Dataset records
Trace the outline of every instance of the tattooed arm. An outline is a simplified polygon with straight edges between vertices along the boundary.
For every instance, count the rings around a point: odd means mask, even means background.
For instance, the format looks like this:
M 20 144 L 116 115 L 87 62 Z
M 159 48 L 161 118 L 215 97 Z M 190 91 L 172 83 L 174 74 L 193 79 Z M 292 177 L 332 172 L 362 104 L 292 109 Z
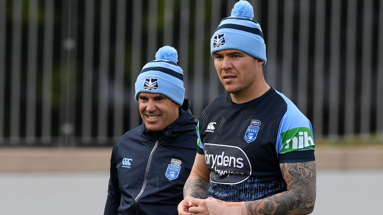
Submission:
M 183 187 L 183 197 L 207 198 L 208 190 L 210 186 L 210 171 L 208 169 L 205 156 L 197 153 L 190 174 Z
M 208 197 L 208 190 L 210 186 L 210 171 L 208 169 L 205 156 L 197 153 L 190 174 L 183 187 L 184 199 L 178 205 L 178 214 L 191 215 L 189 208 L 192 206 L 193 199 Z
M 308 214 L 315 202 L 315 161 L 280 164 L 287 191 L 267 198 L 245 202 L 250 215 Z

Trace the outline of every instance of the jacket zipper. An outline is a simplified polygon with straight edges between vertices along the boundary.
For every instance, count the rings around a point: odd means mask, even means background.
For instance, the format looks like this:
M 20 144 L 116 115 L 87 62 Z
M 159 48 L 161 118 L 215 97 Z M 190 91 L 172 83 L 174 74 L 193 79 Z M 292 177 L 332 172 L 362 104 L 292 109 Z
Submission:
M 145 171 L 145 176 L 144 177 L 144 182 L 142 183 L 142 187 L 141 188 L 141 191 L 140 191 L 139 193 L 137 195 L 137 196 L 136 197 L 136 199 L 134 199 L 134 202 L 137 202 L 137 200 L 138 198 L 141 196 L 142 195 L 142 193 L 144 192 L 144 190 L 145 189 L 145 187 L 146 186 L 146 182 L 147 181 L 147 176 L 149 174 L 149 168 L 150 167 L 150 163 L 152 161 L 152 158 L 153 157 L 153 154 L 154 152 L 154 151 L 155 150 L 156 148 L 157 148 L 157 146 L 158 145 L 158 140 L 155 141 L 155 144 L 154 144 L 154 147 L 153 147 L 153 149 L 152 150 L 152 151 L 150 153 L 150 155 L 149 155 L 149 158 L 148 159 L 147 164 L 146 165 L 146 170 Z

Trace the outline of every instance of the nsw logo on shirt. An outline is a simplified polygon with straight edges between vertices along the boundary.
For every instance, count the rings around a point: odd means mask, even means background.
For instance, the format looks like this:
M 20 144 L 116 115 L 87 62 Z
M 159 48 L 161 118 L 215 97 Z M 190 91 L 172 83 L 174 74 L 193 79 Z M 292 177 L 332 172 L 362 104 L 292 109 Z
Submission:
M 167 169 L 165 173 L 165 176 L 169 181 L 174 180 L 177 178 L 181 171 L 181 164 L 182 163 L 180 160 L 172 158 L 170 163 L 168 165 Z
M 245 134 L 245 140 L 248 143 L 255 140 L 260 125 L 260 121 L 257 119 L 251 120 L 250 126 L 247 127 L 246 133 Z

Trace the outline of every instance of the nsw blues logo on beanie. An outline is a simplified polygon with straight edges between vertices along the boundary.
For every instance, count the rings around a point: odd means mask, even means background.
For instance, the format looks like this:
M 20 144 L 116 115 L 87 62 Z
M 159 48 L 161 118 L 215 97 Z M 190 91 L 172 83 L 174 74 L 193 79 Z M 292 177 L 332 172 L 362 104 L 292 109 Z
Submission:
M 214 36 L 214 44 L 213 44 L 213 47 L 218 48 L 225 44 L 225 37 L 224 37 L 224 34 L 221 34 Z
M 266 45 L 260 25 L 253 20 L 253 7 L 247 1 L 234 5 L 230 16 L 223 19 L 210 40 L 210 53 L 236 49 L 262 60 L 266 64 Z
M 151 91 L 158 89 L 158 78 L 146 78 L 144 83 L 144 89 Z
M 144 92 L 162 94 L 182 105 L 185 89 L 183 72 L 178 65 L 178 55 L 173 47 L 164 46 L 155 53 L 155 60 L 142 68 L 134 85 L 134 98 Z

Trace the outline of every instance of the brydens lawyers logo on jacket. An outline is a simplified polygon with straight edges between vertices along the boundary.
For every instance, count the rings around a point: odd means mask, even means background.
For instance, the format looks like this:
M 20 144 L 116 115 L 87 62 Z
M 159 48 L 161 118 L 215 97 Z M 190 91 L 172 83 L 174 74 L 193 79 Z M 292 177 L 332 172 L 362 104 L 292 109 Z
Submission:
M 181 170 L 181 164 L 182 162 L 180 160 L 172 158 L 170 163 L 168 165 L 165 176 L 170 181 L 175 179 L 178 177 Z
M 126 158 L 124 158 L 122 160 L 122 166 L 121 166 L 121 167 L 130 168 L 130 165 L 132 165 L 130 163 L 131 161 L 133 161 L 133 159 Z

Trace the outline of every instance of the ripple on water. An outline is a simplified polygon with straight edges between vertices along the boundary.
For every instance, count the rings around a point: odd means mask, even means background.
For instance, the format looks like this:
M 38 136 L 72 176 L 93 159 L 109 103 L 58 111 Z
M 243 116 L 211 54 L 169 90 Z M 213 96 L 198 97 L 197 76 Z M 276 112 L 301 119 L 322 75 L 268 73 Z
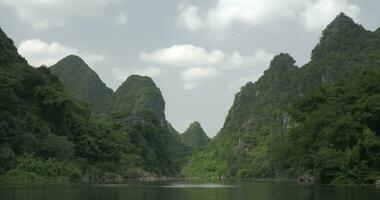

◆ **SET PROBLEM**:
Reproduce the lines of the records above verbatim, starting at the line that contains "Trace the outline of every instance of the nsw logo" and ending at the line that contains "M 126 158 L".

◆ **PROBLEM SOLUTION**:
Trace the outline of every instance of the nsw logo on shirt. An outline is a simplified polygon with straight edges between vertices along the boundary.
For every instance, count the rings around a point: odd means mask, even means background.
For instance, the format looks like this:
M 20 144 L 116 115 L 87 62 Z
M 159 48 L 161 118 L 215 97 Z M 190 91 L 172 83 L 174 74 L 193 79 Z M 292 177 L 332 172 L 362 104 L 292 109 Z
Submission:
M 167 169 L 165 173 L 165 176 L 169 181 L 174 180 L 177 178 L 181 171 L 181 164 L 182 163 L 180 160 L 172 158 L 170 163 L 168 165 Z
M 245 134 L 245 140 L 248 143 L 255 140 L 260 125 L 260 121 L 257 119 L 251 120 L 250 126 L 247 127 L 246 133 Z

Trace the outline of every instance of the nsw blues logo on beanie. An outline is a simplified polygon with straight edges between vertices along the boundary.
For every instance, count the rings around a point: odd means mask, even means background.
For instance, the format looks like this:
M 20 144 L 116 115 L 87 62 Z
M 159 48 L 161 118 L 215 97 Z M 190 91 L 172 83 L 174 74 L 193 79 Z M 292 177 L 332 172 L 362 104 L 292 109 Z
Submission:
M 214 36 L 214 44 L 213 44 L 213 47 L 218 48 L 225 44 L 225 37 L 224 37 L 224 34 L 221 34 Z
M 266 45 L 260 25 L 253 20 L 253 7 L 247 1 L 234 5 L 230 16 L 223 19 L 210 40 L 210 53 L 236 49 L 262 60 L 266 64 Z
M 151 91 L 158 89 L 158 78 L 146 78 L 144 83 L 144 89 Z
M 144 92 L 162 94 L 182 105 L 185 89 L 183 72 L 178 65 L 178 55 L 173 47 L 164 46 L 155 53 L 155 60 L 142 68 L 134 85 L 134 98 Z

Trace the outline of every instance of the brydens lawyers logo on jacket. An outline is a simplified polygon with straight edges between vertices along the boundary.
For every instance, count the rings around a point: odd means mask, even means background.
For instance, the format looks like this:
M 20 144 L 116 115 L 87 62 Z
M 159 48 L 161 118 L 215 97 Z M 190 91 L 172 83 L 174 74 L 193 79 Z M 292 177 L 332 172 L 362 104 L 292 109 Z
Submission:
M 181 170 L 181 164 L 182 162 L 180 160 L 172 158 L 170 163 L 168 165 L 165 176 L 170 181 L 175 179 L 178 177 Z
M 126 158 L 124 158 L 122 160 L 122 166 L 121 166 L 121 167 L 130 168 L 130 165 L 132 165 L 130 163 L 131 161 L 133 161 L 133 159 Z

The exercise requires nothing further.